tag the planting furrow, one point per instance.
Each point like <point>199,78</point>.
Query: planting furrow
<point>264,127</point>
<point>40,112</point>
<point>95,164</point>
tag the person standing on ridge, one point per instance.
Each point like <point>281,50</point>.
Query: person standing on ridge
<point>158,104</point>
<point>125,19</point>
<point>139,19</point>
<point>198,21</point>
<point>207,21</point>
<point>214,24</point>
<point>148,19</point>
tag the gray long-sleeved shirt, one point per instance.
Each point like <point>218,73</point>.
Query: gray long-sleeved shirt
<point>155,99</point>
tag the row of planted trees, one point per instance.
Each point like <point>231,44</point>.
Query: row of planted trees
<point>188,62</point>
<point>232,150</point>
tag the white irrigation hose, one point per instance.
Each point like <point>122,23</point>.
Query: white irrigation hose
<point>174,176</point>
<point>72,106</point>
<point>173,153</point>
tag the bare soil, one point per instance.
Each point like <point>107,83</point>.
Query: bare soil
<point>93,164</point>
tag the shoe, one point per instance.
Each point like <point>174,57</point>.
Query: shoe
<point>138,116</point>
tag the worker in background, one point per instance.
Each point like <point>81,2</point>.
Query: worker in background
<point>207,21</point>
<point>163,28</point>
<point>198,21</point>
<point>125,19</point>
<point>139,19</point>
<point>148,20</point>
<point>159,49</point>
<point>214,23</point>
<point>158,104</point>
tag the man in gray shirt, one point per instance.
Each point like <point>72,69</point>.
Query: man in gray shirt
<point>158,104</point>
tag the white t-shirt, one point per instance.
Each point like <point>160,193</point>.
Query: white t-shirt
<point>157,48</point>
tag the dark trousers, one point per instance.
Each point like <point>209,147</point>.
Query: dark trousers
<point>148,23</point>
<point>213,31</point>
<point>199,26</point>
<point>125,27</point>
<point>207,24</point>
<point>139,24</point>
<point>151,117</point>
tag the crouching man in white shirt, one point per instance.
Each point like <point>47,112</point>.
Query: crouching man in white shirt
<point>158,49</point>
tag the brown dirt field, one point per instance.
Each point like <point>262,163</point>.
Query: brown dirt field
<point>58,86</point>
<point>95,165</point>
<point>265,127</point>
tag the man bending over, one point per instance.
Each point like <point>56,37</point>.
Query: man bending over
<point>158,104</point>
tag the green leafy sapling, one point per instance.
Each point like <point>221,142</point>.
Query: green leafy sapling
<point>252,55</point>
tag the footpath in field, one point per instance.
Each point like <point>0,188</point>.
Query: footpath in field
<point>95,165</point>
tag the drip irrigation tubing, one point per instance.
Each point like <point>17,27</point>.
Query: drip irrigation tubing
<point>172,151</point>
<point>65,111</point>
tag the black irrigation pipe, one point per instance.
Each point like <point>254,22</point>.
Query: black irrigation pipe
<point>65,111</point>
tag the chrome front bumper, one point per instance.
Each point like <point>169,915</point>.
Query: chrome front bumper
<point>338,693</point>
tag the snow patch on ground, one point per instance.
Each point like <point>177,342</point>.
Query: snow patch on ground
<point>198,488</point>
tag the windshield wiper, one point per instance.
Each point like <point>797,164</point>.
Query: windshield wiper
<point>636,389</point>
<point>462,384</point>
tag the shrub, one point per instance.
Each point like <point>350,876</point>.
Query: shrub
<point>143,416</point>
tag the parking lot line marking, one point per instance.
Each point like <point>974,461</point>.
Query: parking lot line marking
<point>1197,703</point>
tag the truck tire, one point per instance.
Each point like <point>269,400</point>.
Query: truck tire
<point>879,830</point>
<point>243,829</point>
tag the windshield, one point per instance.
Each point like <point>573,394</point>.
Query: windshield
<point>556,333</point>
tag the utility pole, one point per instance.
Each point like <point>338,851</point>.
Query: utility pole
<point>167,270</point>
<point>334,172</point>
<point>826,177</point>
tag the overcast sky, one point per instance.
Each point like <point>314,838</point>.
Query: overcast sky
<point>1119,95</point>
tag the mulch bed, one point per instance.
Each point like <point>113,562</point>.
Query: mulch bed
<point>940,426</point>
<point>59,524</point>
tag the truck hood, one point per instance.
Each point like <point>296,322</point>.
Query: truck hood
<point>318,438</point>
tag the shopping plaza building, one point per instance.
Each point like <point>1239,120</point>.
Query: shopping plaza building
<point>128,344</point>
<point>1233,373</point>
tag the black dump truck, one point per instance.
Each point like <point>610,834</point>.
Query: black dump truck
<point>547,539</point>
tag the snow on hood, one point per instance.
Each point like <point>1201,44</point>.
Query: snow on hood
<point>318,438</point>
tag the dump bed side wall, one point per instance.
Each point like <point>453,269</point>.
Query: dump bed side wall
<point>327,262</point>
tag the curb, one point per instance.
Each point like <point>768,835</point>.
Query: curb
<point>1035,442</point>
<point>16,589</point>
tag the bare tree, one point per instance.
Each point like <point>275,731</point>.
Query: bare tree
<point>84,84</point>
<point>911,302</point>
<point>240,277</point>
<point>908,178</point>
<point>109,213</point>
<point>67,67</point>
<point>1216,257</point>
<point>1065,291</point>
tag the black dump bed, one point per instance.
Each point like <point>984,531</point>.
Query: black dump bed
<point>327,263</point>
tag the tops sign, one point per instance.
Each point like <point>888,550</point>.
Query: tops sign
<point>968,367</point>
************
**Action item**
Retype all of the data exactly. Leave nothing out.

**Task output**
tag the planting furrow, one point per instance.
Each point like <point>199,78</point>.
Query: planting furrow
<point>264,127</point>
<point>40,112</point>
<point>95,164</point>
tag the person standing on ridge, one point per instance.
Each point like <point>281,50</point>.
Query: person standing on ridge
<point>158,104</point>
<point>125,19</point>
<point>139,19</point>
<point>198,21</point>
<point>207,21</point>
<point>214,24</point>
<point>148,19</point>
tag the gray long-sleeved shirt, one point per instance.
Each point like <point>218,73</point>.
Query: gray long-sleeved shirt
<point>155,99</point>
tag the row of planted trees, one point per instance.
Each point like <point>231,44</point>.
Query: row of planted trees
<point>188,62</point>
<point>232,150</point>
tag the white irrigation hose, one point per instance.
Each point like <point>122,23</point>.
Query: white irrigation hose
<point>174,176</point>
<point>72,106</point>
<point>173,153</point>
tag the bare soil, one point per instance.
Each point like <point>107,83</point>.
Query: bare soil
<point>93,164</point>
tag the shoe, one point per instance.
Each point like <point>174,57</point>.
Query: shoe
<point>138,116</point>
tag the worker in background, one point per instance.
Each point like <point>81,2</point>.
Query: worker in background
<point>207,21</point>
<point>163,28</point>
<point>198,21</point>
<point>125,19</point>
<point>139,19</point>
<point>148,20</point>
<point>159,49</point>
<point>214,23</point>
<point>158,104</point>
tag the man in gray shirt, one point per instance.
Each point like <point>72,69</point>.
Query: man in gray shirt
<point>158,104</point>
tag the white t-shirt, one point per instance.
Each point like <point>160,193</point>.
Query: white t-shirt
<point>157,48</point>
tag the dark trousers, one point per instance.
Each point like <point>209,147</point>.
Query: dark trousers
<point>148,23</point>
<point>213,31</point>
<point>199,26</point>
<point>125,27</point>
<point>207,24</point>
<point>139,24</point>
<point>151,117</point>
tag the crouching man in white shirt, one point per instance.
Each point like <point>47,112</point>.
Query: crouching man in white shirt
<point>158,49</point>
tag the brown dirt field, one point per instance.
Each point like <point>262,163</point>.
Query: brown dirt field
<point>58,86</point>
<point>95,165</point>
<point>265,127</point>
tag the man bending over, one point per instance.
Each point like <point>56,37</point>.
Query: man bending over
<point>158,104</point>
tag the green leafy sapling, one point per instance.
Each point like <point>221,142</point>.
Query: green leafy sapling
<point>252,55</point>
tag the footpath in field, one point per instance.
Each point like <point>0,188</point>.
Query: footpath in field
<point>95,165</point>
tag the drip irrigation tubing, one point per instance.
Each point like <point>17,27</point>.
Query: drip irrigation tubing
<point>172,151</point>
<point>65,111</point>
tag the black irrigation pipe, one point per instance.
Each point like <point>254,22</point>.
Query: black irrigation pipe
<point>65,111</point>
tag the chrome front bumper, one point per instance.
Each point like <point>169,915</point>.
Query: chrome front bumper
<point>338,693</point>
tag the snow patch on ground, one point per instance.
Each point like <point>177,342</point>.
Query: snow patch on ground
<point>198,488</point>
tag the windshield wiper, one point per instance.
Each point like <point>797,164</point>.
Query: windshield wiper
<point>636,389</point>
<point>462,384</point>
tag the shrub, one point per instance.
Each point like <point>350,876</point>.
Query: shrub
<point>143,416</point>
tag the parking lot line marking, one point per instance.
Each point like <point>974,461</point>.
Query: parking lot line marking
<point>1197,703</point>
tag the truck tire, one point per instance.
Each point like <point>269,400</point>.
Query: truck tire
<point>879,830</point>
<point>243,829</point>
tag the windshield, one point per instance.
Each point like <point>573,394</point>.
Query: windshield
<point>556,333</point>
tag the utility pole, one point per instance.
Each point like <point>338,851</point>.
Query: utility pole
<point>167,270</point>
<point>334,172</point>
<point>826,177</point>
tag the overcast sky, one point per instance.
Each point like <point>314,838</point>.
Query: overcast sky
<point>1119,95</point>
tag the mulch bed, one point per instance.
Each point like <point>113,562</point>.
Query: mulch bed
<point>940,426</point>
<point>59,524</point>
tag the truck hood, one point per instance.
Each point like <point>296,322</point>.
Query: truck hood
<point>318,438</point>
tag the shopping plaza building, one point per instance.
Each point like <point>1239,120</point>.
Query: shopping plaza building
<point>128,344</point>
<point>1233,373</point>
tag the black dump truck, one point per instance.
Each point like <point>610,834</point>.
Query: black dump truck
<point>547,539</point>
tag the snow on hood, one point per instance.
Each point like <point>1201,44</point>.
Query: snow on hood
<point>318,438</point>
tag the dump bed side wall, one point per instance.
Each point like <point>453,269</point>.
Query: dump bed side wall
<point>327,262</point>
tag the curb, one point per instance.
Each point like <point>768,835</point>.
Query: curb
<point>1035,442</point>
<point>16,589</point>
tag the bare tree, one point per instance.
Each point like <point>275,731</point>.
Query: bare tree
<point>84,84</point>
<point>911,302</point>
<point>240,277</point>
<point>908,178</point>
<point>109,213</point>
<point>67,67</point>
<point>1216,257</point>
<point>1065,291</point>
tag the black dump bed, one point per instance.
Each point like <point>984,531</point>.
Query: black dump bed
<point>327,263</point>
tag the tops sign, one point per instance.
Each point like <point>888,550</point>.
Query: tops sign
<point>968,367</point>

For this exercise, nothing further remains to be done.